- _Aim_:
Print word for word the items below from the line containing "Confirm that each instance of the striped" through the end of the items, including both of those lines.

- _Provided data_:
◇ ◇ ◇ ◇
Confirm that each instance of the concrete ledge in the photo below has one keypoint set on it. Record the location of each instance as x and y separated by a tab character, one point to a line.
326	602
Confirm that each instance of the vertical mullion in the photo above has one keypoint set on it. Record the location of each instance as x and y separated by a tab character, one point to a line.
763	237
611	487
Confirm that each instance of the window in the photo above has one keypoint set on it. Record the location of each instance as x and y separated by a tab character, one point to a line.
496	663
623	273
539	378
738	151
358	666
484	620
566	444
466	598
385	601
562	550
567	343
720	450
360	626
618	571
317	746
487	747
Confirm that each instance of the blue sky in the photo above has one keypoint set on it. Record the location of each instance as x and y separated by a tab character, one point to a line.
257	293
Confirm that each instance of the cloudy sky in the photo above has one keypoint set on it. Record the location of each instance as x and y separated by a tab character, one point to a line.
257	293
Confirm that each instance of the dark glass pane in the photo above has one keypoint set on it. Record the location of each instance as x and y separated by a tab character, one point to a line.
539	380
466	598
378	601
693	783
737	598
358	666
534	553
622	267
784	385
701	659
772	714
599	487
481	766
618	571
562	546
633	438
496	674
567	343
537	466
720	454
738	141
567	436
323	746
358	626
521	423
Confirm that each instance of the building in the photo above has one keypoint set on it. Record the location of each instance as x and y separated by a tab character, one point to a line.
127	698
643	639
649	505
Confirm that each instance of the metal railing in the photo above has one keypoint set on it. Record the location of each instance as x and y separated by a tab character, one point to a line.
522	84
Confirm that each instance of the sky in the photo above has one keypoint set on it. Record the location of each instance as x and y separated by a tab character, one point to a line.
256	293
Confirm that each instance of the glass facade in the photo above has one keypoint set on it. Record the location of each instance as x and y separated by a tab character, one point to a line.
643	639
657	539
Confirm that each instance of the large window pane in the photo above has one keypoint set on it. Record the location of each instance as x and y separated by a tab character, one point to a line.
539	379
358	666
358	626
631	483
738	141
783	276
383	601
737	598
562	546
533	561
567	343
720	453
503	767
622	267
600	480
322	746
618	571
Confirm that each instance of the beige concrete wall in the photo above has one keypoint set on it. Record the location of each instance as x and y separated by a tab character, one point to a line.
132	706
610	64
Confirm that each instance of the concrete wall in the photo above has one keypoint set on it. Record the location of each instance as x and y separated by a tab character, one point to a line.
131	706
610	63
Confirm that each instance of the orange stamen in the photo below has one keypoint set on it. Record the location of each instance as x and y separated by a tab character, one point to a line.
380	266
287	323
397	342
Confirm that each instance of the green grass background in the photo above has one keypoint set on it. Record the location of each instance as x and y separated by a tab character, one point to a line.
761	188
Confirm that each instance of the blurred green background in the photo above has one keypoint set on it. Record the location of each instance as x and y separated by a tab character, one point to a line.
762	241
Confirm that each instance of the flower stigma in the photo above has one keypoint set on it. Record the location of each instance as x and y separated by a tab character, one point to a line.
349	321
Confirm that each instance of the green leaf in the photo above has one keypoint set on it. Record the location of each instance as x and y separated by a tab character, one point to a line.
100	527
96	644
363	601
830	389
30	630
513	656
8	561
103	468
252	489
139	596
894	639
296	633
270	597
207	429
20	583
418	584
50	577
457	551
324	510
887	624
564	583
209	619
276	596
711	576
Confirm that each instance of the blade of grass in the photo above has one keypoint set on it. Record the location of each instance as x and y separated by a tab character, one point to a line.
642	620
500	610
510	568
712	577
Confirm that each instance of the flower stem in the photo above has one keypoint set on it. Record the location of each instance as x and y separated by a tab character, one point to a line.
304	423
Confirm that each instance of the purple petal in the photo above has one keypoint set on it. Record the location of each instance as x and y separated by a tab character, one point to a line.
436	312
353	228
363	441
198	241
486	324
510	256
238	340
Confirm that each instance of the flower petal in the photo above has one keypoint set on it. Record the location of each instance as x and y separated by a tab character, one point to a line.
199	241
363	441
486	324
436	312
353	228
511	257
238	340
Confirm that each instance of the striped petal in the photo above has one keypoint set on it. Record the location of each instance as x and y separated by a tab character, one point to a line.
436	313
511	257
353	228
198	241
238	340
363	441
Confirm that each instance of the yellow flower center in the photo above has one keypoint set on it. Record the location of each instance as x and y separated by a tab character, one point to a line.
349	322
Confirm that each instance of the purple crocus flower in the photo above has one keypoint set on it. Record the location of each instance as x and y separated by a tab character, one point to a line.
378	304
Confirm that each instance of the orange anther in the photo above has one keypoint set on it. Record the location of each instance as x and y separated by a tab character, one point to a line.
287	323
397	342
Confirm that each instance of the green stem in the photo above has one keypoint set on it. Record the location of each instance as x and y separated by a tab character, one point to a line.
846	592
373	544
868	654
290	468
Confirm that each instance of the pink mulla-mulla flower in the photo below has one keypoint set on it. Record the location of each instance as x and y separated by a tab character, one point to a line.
◇ ◇ ◇ ◇
- _Output of the task_:
Confirm that each instance of the striped petal in the photo above has one keypoint set on it. Record the location of each instance as x and y separated by a tab character, one point to a line.
436	313
511	257
353	228
198	241
238	340
363	441
Confirm that each instance of the yellow flower center in the photo above has one keypoint set on it. Record the location of each instance as x and y separated by a tab character, one point to a line.
349	322
Confirm that each instance of the purple crocus flower in the photo above has one keypoint set on it. Record the location of each instance as x and y separated by a tab character, one point to a line.
378	304
Confirm that each instance of the orange anther in the photo above has one keypoint set on it. Record the location of each instance as x and y separated by a tab character, one point to a line.
287	323
397	342
Confirm that each instance of the green stem in the photo above has one keypoint set on it. Record the location of each instance as x and y separated by a tab character, one point to a line.
846	592
373	544
868	654
290	468
Confirm that each instance of the pink mulla-mulla flower in the photo below has one keypoint set on it. Record the location of each instance as x and y separated by a tab character, one point to a line.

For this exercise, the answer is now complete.